Exercise description: Pick out every line in the records below that contains the string "instance" and copy each one. Case counts, so match capital and lowercase letters precisely.

Records to process:
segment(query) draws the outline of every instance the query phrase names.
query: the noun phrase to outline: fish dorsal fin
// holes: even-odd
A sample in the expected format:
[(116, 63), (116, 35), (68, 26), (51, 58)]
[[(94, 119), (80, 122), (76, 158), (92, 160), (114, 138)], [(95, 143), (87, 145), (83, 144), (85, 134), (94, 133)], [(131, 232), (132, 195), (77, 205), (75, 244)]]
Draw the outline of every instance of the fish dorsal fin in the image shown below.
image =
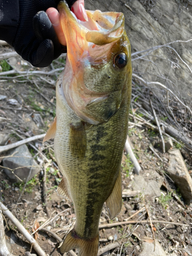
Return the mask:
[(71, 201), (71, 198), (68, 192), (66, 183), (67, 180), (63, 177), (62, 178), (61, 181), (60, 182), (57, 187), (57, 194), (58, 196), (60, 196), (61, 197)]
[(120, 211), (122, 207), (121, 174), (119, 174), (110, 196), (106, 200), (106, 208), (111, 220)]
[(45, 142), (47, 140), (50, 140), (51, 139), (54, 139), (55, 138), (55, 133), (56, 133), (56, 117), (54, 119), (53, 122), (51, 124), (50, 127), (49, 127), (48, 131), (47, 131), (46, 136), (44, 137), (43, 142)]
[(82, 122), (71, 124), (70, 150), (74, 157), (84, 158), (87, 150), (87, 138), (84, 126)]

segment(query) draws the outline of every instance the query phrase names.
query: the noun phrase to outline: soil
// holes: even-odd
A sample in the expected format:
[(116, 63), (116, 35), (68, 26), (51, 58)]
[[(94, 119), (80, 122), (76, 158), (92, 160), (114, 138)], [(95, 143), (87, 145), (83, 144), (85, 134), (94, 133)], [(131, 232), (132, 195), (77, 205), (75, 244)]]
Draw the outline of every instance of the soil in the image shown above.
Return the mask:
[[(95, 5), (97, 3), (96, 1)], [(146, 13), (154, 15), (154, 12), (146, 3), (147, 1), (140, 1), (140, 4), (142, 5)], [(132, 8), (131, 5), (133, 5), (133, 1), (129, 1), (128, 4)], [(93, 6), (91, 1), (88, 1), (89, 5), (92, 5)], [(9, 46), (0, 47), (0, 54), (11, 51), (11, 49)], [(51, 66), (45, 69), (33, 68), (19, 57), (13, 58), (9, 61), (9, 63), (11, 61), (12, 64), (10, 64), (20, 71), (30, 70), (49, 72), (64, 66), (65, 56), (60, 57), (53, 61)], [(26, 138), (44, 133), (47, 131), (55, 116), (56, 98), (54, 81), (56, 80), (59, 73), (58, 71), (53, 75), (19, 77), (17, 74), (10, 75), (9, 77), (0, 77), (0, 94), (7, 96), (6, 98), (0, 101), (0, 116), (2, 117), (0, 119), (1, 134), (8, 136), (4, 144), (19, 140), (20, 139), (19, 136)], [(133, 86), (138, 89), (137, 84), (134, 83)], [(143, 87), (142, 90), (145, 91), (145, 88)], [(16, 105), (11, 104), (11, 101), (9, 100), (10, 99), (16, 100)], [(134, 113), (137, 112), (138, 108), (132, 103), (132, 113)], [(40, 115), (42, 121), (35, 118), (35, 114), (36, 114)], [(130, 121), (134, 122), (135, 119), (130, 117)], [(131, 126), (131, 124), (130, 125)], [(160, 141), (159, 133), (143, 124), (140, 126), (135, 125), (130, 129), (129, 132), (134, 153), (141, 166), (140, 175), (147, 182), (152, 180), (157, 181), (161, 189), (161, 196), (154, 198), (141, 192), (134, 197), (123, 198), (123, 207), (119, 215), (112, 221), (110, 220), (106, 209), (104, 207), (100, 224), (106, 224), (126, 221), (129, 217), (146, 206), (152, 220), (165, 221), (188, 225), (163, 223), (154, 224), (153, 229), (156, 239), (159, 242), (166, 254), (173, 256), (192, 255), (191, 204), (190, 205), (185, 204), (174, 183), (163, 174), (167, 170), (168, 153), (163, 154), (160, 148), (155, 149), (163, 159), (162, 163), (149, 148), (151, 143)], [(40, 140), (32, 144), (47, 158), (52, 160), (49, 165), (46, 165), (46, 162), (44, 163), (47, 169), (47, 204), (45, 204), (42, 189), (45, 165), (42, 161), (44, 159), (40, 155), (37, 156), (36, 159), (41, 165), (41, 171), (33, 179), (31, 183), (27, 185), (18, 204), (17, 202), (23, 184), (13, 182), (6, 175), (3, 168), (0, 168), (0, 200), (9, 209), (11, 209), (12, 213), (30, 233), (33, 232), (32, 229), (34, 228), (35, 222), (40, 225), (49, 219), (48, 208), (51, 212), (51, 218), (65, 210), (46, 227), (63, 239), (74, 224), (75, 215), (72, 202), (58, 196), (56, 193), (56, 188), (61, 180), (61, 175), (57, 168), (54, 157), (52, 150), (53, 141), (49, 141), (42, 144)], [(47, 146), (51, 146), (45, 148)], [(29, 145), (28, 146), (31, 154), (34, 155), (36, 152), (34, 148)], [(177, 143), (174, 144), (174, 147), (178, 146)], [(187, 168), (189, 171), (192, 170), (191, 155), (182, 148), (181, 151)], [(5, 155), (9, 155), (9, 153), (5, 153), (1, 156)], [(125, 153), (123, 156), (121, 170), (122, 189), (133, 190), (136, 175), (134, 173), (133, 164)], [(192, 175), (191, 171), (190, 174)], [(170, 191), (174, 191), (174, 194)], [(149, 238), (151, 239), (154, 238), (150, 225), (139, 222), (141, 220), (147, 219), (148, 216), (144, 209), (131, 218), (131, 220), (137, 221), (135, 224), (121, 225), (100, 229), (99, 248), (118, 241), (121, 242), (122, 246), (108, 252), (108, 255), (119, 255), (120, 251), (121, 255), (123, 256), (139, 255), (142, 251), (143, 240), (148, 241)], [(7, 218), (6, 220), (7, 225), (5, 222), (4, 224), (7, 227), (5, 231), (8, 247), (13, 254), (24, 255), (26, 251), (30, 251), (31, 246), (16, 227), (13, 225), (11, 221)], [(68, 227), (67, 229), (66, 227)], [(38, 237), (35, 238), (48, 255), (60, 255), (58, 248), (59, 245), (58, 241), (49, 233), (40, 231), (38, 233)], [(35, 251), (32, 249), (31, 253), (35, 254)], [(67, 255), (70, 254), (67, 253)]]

==

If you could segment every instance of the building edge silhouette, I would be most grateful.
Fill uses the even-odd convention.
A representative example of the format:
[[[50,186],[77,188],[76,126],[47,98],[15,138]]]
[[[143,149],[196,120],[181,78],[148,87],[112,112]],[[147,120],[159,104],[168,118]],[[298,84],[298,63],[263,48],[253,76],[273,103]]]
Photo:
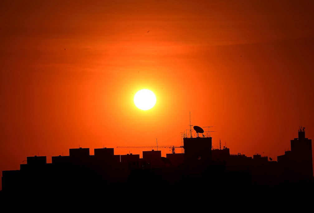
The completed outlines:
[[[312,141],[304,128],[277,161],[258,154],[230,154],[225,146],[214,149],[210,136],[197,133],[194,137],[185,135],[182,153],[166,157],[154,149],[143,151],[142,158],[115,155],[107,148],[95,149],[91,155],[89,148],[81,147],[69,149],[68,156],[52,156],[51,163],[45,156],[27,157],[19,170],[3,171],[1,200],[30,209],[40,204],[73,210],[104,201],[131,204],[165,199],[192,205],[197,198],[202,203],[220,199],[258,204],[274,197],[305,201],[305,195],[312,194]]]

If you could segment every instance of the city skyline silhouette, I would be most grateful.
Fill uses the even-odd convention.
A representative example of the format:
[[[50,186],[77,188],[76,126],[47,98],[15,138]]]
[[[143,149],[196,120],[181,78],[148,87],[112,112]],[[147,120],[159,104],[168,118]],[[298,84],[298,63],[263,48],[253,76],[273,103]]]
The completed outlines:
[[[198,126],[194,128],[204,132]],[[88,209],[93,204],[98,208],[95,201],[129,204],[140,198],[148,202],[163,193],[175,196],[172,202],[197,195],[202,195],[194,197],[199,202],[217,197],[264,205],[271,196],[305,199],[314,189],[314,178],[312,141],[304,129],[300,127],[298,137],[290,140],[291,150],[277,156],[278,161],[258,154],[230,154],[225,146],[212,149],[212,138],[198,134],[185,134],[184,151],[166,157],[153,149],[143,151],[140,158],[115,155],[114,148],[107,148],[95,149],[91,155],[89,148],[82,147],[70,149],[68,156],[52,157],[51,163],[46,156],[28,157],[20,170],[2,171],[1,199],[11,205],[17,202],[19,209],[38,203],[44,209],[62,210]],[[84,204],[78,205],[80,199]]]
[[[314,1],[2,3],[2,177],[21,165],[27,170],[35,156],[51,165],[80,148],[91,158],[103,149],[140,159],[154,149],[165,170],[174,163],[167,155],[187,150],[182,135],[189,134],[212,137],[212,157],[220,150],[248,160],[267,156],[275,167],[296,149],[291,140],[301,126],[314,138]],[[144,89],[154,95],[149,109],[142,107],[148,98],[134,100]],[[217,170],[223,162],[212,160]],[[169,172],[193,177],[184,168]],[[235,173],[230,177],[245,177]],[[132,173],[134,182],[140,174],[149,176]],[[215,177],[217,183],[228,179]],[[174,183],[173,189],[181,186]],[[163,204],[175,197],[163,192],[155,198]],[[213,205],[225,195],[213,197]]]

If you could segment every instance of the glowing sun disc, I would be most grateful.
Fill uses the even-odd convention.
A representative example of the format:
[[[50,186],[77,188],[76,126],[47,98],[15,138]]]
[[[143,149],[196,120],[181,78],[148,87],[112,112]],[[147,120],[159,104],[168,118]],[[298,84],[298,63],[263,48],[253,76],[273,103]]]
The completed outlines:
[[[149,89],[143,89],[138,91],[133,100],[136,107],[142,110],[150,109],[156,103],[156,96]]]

Written response:
segment(query) draws the outline of every instance the query phrase names.
Draw the outline of every instance of the fish dorsal fin in the image shown below.
segment(query) draws the outline of every instance the query phrase names.
Draw the outline of every instance of the soil in the image shown above.
If you could segment every instance of the building edge silhouette, I would be most grateful.
If you could segment every instance of the city skyline silhouette, I would be most grateful.
If you could segment every instance of the glowing sun disc, I would be most grateful.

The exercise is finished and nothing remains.